• WHAT THE TASK REQUIRES:
Arrange the listing below as a numbered list, beginning at its start and ending with the line that contains "Return the outline of every instance of the **soccer ball**". Leave out blank lines and pictures.

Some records
##############################

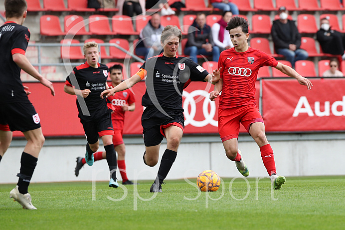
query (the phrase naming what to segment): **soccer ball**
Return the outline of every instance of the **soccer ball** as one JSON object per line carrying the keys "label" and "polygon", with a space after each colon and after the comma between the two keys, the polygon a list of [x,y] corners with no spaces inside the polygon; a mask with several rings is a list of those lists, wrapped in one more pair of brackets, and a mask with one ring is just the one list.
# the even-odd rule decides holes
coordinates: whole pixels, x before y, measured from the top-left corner
{"label": "soccer ball", "polygon": [[220,186],[220,178],[215,172],[205,170],[199,174],[196,184],[202,192],[215,192]]}

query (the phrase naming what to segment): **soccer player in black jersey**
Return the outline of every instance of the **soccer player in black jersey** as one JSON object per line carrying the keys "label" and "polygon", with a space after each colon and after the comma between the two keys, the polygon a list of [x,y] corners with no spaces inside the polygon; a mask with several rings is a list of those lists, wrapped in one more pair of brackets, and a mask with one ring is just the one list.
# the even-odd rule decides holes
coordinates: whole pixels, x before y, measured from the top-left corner
{"label": "soccer player in black jersey", "polygon": [[[88,142],[85,153],[86,163],[90,166],[93,164],[93,153],[98,149],[101,137],[110,171],[109,187],[117,188],[119,184],[116,179],[116,153],[113,144],[112,110],[108,109],[107,100],[99,97],[102,91],[109,88],[106,81],[109,69],[98,63],[99,52],[97,43],[86,43],[83,49],[86,61],[73,68],[67,77],[64,90],[77,96],[78,117]],[[109,105],[111,107],[111,103]]]}
{"label": "soccer player in black jersey", "polygon": [[190,59],[177,55],[181,38],[181,30],[177,26],[166,26],[161,36],[163,53],[148,59],[130,78],[101,94],[102,98],[113,95],[147,77],[146,92],[142,100],[142,104],[146,107],[142,116],[145,164],[153,167],[157,164],[164,137],[167,141],[157,177],[150,188],[153,193],[162,192],[162,184],[175,161],[183,135],[183,89],[191,81],[211,81],[215,84],[219,79],[218,70],[210,74]]}
{"label": "soccer player in black jersey", "polygon": [[37,209],[31,203],[27,188],[44,137],[38,114],[20,80],[20,69],[49,88],[53,96],[55,91],[52,83],[44,78],[25,56],[30,39],[29,30],[22,25],[26,17],[26,1],[5,0],[4,5],[6,22],[0,27],[0,149],[3,155],[11,140],[11,131],[23,133],[27,143],[21,155],[18,184],[9,193],[10,197],[24,209]]}

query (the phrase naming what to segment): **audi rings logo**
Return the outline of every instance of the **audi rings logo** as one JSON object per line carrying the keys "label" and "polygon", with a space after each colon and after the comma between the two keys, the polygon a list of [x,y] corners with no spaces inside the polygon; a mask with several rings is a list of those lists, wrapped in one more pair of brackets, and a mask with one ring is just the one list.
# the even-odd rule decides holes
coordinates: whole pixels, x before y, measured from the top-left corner
{"label": "audi rings logo", "polygon": [[[202,127],[210,124],[214,127],[218,126],[218,122],[213,120],[216,113],[215,102],[211,101],[209,99],[209,93],[201,89],[194,90],[190,93],[183,91],[182,96],[185,97],[183,107],[184,110],[184,125],[190,124],[196,127]],[[194,97],[199,96],[198,98],[203,98],[202,104],[202,113],[205,119],[203,121],[194,120],[196,112],[196,102]],[[201,99],[202,100],[202,99]],[[210,111],[208,111],[208,105],[210,105]],[[190,111],[188,107],[190,105]]]}
{"label": "audi rings logo", "polygon": [[228,70],[229,73],[236,76],[249,77],[252,74],[252,70],[248,68],[240,68],[231,66]]}

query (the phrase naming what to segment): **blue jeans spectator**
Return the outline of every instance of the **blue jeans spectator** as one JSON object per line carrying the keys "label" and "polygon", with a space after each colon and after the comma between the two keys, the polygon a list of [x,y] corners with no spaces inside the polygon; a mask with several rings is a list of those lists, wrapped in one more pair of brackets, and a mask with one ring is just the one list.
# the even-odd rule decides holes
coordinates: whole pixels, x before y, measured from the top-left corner
{"label": "blue jeans spectator", "polygon": [[211,52],[206,52],[204,48],[198,49],[196,46],[188,46],[184,48],[184,54],[189,55],[189,58],[197,63],[197,55],[202,54],[205,56],[212,56],[213,61],[218,61],[219,59],[219,47],[214,45]]}
{"label": "blue jeans spectator", "polygon": [[232,2],[213,2],[212,5],[223,11],[231,11],[233,14],[239,14],[240,11],[236,4]]}
{"label": "blue jeans spectator", "polygon": [[289,49],[277,49],[277,53],[285,56],[286,60],[291,62],[292,68],[295,68],[295,62],[300,60],[305,60],[308,53],[304,49],[297,49],[294,51]]}

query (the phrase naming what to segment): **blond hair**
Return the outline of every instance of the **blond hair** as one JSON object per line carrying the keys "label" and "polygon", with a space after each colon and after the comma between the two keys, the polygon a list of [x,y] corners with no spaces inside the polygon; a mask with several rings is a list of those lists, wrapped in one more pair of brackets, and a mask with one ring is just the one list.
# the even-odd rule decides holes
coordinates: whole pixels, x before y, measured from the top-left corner
{"label": "blond hair", "polygon": [[86,55],[86,49],[93,47],[96,47],[97,48],[97,50],[98,50],[98,44],[94,41],[89,41],[88,42],[86,42],[86,43],[84,44],[84,46],[83,47],[83,52],[84,52],[84,54]]}

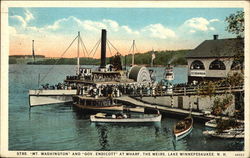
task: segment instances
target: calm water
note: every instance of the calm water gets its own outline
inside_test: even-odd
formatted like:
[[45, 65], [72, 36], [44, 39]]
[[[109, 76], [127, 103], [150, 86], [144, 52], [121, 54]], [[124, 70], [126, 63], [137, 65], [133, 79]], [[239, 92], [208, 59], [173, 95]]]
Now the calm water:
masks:
[[[243, 150], [243, 140], [212, 139], [202, 135], [205, 127], [195, 123], [192, 133], [173, 141], [177, 119], [163, 116], [158, 124], [93, 124], [72, 105], [58, 104], [29, 109], [28, 90], [37, 88], [51, 68], [46, 65], [10, 65], [9, 150]], [[158, 80], [164, 68], [157, 68]], [[175, 68], [174, 83], [187, 81], [187, 69]], [[55, 66], [44, 83], [56, 84], [73, 75], [74, 66]]]

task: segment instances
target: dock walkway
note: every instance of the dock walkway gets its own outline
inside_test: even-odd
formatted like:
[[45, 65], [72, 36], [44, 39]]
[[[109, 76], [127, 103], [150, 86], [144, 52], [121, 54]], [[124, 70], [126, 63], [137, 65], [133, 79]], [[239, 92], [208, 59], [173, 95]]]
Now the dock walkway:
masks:
[[[157, 108], [157, 109], [159, 109], [161, 111], [165, 111], [165, 112], [182, 113], [182, 114], [189, 114], [190, 113], [189, 110], [171, 108], [171, 107], [167, 107], [167, 106], [163, 106], [163, 105], [152, 105], [152, 104], [148, 104], [148, 103], [143, 103], [143, 102], [138, 101], [138, 100], [131, 98], [129, 96], [122, 96], [119, 98], [115, 98], [115, 100], [134, 104], [136, 106], [141, 106], [141, 107], [147, 107], [147, 108], [153, 108], [153, 109]], [[203, 113], [200, 113], [200, 112], [191, 112], [191, 113], [192, 113], [192, 115], [195, 115], [195, 116], [203, 115]]]
[[[149, 103], [145, 103], [145, 102], [142, 102], [142, 101], [139, 101], [137, 99], [134, 99], [132, 97], [129, 97], [129, 96], [122, 96], [122, 97], [119, 97], [119, 98], [114, 98], [114, 100], [118, 101], [118, 102], [122, 102], [122, 103], [129, 103], [129, 104], [133, 104], [133, 105], [136, 105], [136, 106], [140, 106], [140, 107], [146, 107], [146, 108], [152, 108], [152, 109], [159, 109], [161, 112], [165, 112], [165, 113], [168, 113], [168, 114], [176, 114], [176, 115], [188, 115], [190, 113], [189, 110], [184, 110], [184, 109], [178, 109], [178, 108], [172, 108], [172, 107], [167, 107], [167, 106], [163, 106], [163, 105], [152, 105], [152, 104], [149, 104]], [[208, 120], [211, 120], [211, 119], [223, 119], [223, 120], [228, 120], [229, 117], [221, 117], [221, 116], [215, 116], [215, 115], [204, 115], [204, 113], [202, 112], [194, 112], [192, 111], [191, 112], [191, 115], [194, 117], [194, 118], [197, 118], [201, 121], [208, 121]], [[242, 122], [244, 123], [244, 120], [237, 120], [239, 122]]]

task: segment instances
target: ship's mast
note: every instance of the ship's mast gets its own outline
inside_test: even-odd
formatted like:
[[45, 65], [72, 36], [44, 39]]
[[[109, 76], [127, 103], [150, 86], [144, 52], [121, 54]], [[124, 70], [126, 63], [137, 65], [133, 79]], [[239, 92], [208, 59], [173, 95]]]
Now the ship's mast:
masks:
[[132, 66], [135, 64], [135, 40], [133, 40], [133, 46], [132, 46]]
[[77, 43], [77, 75], [80, 74], [79, 44], [80, 44], [80, 31], [78, 31], [78, 43]]

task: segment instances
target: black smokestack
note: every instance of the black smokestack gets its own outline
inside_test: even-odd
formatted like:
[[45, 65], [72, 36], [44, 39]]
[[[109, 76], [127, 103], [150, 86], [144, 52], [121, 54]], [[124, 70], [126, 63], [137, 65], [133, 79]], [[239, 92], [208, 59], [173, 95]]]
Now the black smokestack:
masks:
[[214, 35], [214, 40], [217, 40], [219, 38], [219, 35]]
[[33, 60], [35, 62], [35, 48], [34, 48], [34, 40], [32, 40], [32, 57], [33, 57]]
[[101, 43], [101, 65], [100, 68], [106, 67], [106, 40], [107, 32], [105, 29], [102, 29], [102, 43]]

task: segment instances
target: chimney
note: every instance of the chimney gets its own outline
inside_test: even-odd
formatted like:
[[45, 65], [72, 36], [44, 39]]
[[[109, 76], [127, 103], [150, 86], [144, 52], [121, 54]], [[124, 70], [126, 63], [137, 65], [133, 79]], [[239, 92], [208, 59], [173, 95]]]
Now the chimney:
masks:
[[219, 38], [219, 35], [214, 35], [214, 40], [217, 40]]
[[101, 39], [101, 65], [100, 68], [106, 67], [106, 40], [107, 40], [107, 32], [105, 29], [102, 29], [102, 39]]

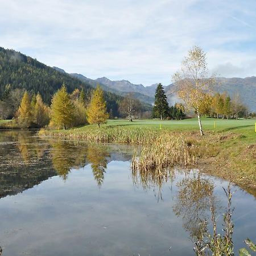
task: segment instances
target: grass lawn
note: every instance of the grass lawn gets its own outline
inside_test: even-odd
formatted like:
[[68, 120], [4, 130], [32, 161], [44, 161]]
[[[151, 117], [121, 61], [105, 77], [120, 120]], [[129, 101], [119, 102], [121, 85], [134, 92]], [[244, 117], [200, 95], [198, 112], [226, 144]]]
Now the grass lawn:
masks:
[[[246, 130], [254, 130], [254, 124], [256, 119], [222, 119], [216, 118], [201, 118], [203, 129], [212, 131], [228, 131], [231, 130], [239, 130], [246, 129]], [[214, 122], [216, 128], [214, 128]], [[127, 120], [117, 119], [108, 120], [107, 126], [122, 125], [130, 127], [141, 126], [153, 127], [155, 129], [168, 129], [176, 131], [191, 131], [199, 130], [199, 125], [197, 118], [185, 119], [184, 120], [168, 120], [160, 121], [158, 119], [135, 119], [133, 122]]]
[[[255, 123], [256, 119], [222, 119], [216, 118], [201, 118], [203, 128], [204, 131], [211, 133], [227, 133], [232, 132], [243, 135], [241, 138], [242, 141], [249, 143], [256, 143], [256, 132]], [[215, 122], [215, 128], [214, 128]], [[175, 131], [194, 131], [199, 133], [197, 118], [186, 119], [184, 120], [160, 121], [159, 119], [135, 119], [129, 122], [125, 119], [108, 120], [106, 124], [101, 127], [121, 126], [123, 128], [147, 128], [153, 130], [167, 130]], [[94, 127], [98, 129], [97, 125], [86, 125], [76, 128], [77, 131], [86, 131]], [[71, 130], [69, 130], [71, 131]], [[72, 131], [69, 131], [72, 133]]]
[[230, 178], [256, 196], [256, 119], [203, 118], [201, 122], [205, 133], [203, 137], [200, 135], [197, 118], [163, 121], [135, 119], [131, 122], [108, 120], [100, 129], [97, 125], [85, 125], [66, 130], [42, 130], [41, 135], [141, 144], [143, 147], [147, 147], [149, 143], [157, 147], [155, 141], [158, 137], [175, 136], [177, 133], [195, 145], [197, 164], [195, 167], [224, 179]]

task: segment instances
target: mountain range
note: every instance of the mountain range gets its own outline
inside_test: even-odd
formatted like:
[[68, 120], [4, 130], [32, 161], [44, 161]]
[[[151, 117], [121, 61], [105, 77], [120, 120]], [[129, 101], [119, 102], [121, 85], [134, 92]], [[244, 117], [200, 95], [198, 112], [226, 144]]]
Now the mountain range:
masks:
[[[56, 67], [53, 68], [60, 72], [65, 72], [63, 69]], [[132, 93], [136, 98], [151, 105], [154, 104], [157, 84], [145, 86], [142, 84], [132, 84], [125, 80], [112, 81], [105, 77], [93, 80], [76, 73], [69, 75], [82, 81], [87, 82], [93, 87], [95, 87], [98, 84], [104, 90], [123, 96], [128, 93]], [[164, 86], [171, 105], [174, 105], [175, 102], [180, 101], [175, 93], [175, 84], [173, 83]], [[241, 101], [247, 107], [249, 110], [256, 112], [256, 77], [217, 77], [214, 90], [220, 93], [226, 92], [231, 97], [235, 93], [239, 93]]]

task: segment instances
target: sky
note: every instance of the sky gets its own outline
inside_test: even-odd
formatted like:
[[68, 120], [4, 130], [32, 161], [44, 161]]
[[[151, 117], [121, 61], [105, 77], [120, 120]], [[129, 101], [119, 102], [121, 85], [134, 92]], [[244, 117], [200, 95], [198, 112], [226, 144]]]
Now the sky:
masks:
[[193, 46], [256, 76], [255, 0], [0, 0], [0, 46], [95, 79], [167, 85]]

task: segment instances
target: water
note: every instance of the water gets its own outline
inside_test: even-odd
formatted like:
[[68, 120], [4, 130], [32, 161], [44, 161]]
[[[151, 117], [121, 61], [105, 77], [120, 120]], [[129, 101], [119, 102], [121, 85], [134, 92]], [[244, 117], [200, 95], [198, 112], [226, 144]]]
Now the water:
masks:
[[[134, 173], [133, 152], [0, 131], [2, 255], [195, 255], [199, 223], [209, 217], [204, 188], [214, 187], [220, 232], [228, 183], [196, 170], [176, 170], [166, 179]], [[235, 190], [237, 253], [247, 237], [256, 241], [256, 201]]]

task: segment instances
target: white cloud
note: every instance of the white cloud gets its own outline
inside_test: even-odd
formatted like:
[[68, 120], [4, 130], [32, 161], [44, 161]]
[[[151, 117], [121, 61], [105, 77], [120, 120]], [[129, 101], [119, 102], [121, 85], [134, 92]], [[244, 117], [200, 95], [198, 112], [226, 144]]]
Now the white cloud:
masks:
[[0, 45], [68, 72], [147, 85], [169, 84], [198, 44], [211, 70], [250, 76], [255, 7], [253, 1], [10, 0], [1, 3]]

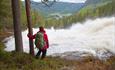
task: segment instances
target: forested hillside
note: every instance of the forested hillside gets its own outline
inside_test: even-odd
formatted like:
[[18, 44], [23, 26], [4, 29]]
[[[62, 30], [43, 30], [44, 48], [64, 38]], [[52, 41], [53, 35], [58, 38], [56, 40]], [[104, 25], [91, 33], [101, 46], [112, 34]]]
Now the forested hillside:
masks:
[[[91, 2], [92, 1], [92, 2]], [[115, 14], [115, 1], [114, 0], [87, 0], [79, 12], [63, 19], [49, 19], [47, 24], [52, 24], [54, 27], [68, 27], [73, 23], [84, 21], [86, 18], [106, 17]]]
[[[112, 16], [115, 12], [114, 0], [87, 0], [85, 6], [71, 16], [64, 16], [63, 18], [44, 18], [37, 10], [31, 10], [33, 27], [43, 25], [45, 27], [64, 28], [73, 23], [80, 22], [86, 18], [96, 18], [104, 16]], [[12, 12], [10, 0], [0, 0], [0, 30], [12, 29]], [[26, 13], [25, 6], [20, 2], [21, 7], [21, 25], [26, 28]], [[71, 9], [70, 9], [71, 10]]]

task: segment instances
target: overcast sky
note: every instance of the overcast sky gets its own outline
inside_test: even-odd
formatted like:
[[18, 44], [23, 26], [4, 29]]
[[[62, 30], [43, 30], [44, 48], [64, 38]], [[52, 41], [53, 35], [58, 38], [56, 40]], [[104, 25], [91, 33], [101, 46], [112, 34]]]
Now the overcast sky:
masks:
[[[24, 1], [24, 0], [22, 0]], [[41, 0], [33, 0], [33, 1], [36, 1], [36, 2], [39, 2]], [[50, 0], [51, 1], [51, 0]], [[57, 1], [61, 1], [61, 2], [72, 2], [72, 3], [80, 3], [80, 2], [85, 2], [86, 0], [57, 0]]]

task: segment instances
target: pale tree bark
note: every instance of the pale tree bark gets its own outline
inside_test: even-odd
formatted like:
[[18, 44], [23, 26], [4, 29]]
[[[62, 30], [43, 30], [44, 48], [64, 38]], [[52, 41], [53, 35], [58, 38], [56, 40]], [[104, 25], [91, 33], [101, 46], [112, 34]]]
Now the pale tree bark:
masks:
[[[30, 0], [25, 0], [25, 6], [26, 6], [26, 15], [27, 15], [27, 23], [28, 23], [28, 32], [29, 35], [33, 35], [32, 19], [30, 14]], [[34, 55], [34, 45], [33, 45], [33, 40], [31, 39], [29, 39], [29, 47], [30, 47], [30, 54]]]
[[[21, 24], [20, 24], [20, 0], [12, 1], [12, 14], [14, 25], [14, 37], [15, 37], [15, 50], [16, 52], [23, 52]], [[12, 46], [11, 46], [12, 47]]]

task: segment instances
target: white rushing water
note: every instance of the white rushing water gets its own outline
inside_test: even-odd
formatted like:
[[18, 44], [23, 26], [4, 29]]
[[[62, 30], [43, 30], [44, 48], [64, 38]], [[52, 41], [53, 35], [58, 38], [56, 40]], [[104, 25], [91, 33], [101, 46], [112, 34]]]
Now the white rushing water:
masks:
[[[34, 29], [34, 33], [38, 29]], [[50, 48], [47, 55], [64, 52], [88, 52], [94, 56], [109, 56], [107, 52], [115, 53], [115, 17], [97, 18], [84, 23], [76, 23], [68, 29], [46, 29]], [[29, 52], [28, 31], [22, 32], [24, 51]], [[14, 37], [7, 39], [7, 48], [12, 51]], [[37, 52], [37, 49], [35, 49]], [[76, 54], [77, 55], [77, 54]]]

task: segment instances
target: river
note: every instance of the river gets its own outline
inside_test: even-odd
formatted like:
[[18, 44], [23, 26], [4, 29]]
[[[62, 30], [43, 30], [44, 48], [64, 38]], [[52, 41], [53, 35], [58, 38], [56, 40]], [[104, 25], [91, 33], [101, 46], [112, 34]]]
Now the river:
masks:
[[[38, 28], [33, 28], [33, 31], [36, 33]], [[63, 57], [93, 55], [105, 58], [115, 54], [115, 17], [87, 19], [85, 22], [73, 24], [67, 29], [54, 29], [52, 27], [46, 29], [46, 32], [50, 43], [47, 55], [63, 55]], [[22, 32], [24, 51], [28, 53], [27, 33], [28, 30]], [[14, 50], [14, 36], [6, 40], [5, 50]]]

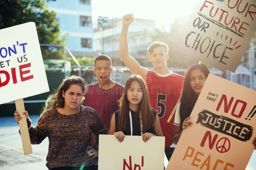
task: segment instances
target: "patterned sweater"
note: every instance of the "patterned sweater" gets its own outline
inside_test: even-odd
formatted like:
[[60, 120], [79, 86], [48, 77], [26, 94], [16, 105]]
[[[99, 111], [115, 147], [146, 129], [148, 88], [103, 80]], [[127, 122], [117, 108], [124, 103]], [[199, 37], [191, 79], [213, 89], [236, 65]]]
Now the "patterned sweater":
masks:
[[38, 144], [49, 139], [46, 166], [49, 169], [64, 166], [85, 166], [97, 164], [96, 158], [88, 156], [87, 146], [91, 142], [91, 130], [96, 135], [92, 147], [99, 149], [99, 134], [107, 134], [108, 129], [97, 111], [81, 105], [80, 111], [70, 115], [50, 109], [38, 120], [35, 127], [27, 119], [31, 143]]

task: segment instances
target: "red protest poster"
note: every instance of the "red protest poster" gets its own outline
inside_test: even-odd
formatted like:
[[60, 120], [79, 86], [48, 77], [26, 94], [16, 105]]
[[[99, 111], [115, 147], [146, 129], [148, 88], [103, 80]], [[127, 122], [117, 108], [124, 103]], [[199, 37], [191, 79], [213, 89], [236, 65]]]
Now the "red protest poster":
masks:
[[256, 137], [256, 91], [210, 74], [166, 169], [245, 169]]
[[255, 0], [199, 0], [175, 48], [235, 72], [256, 30]]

##############################

• TASK RESULT:
1. query (the phrase naming what to segment): **soccer ball**
2. Return the outline of every instance of the **soccer ball** as one JSON object per line carrying the keys "label" and "polygon", with a space after each colon and after the comma between the two keys, the polygon a list of [x,y] corners with no spaces inside the polygon; a mask with several rings is a list of those lists, wrapped in one more pair of brackets, and a mask with one ring is just the one list.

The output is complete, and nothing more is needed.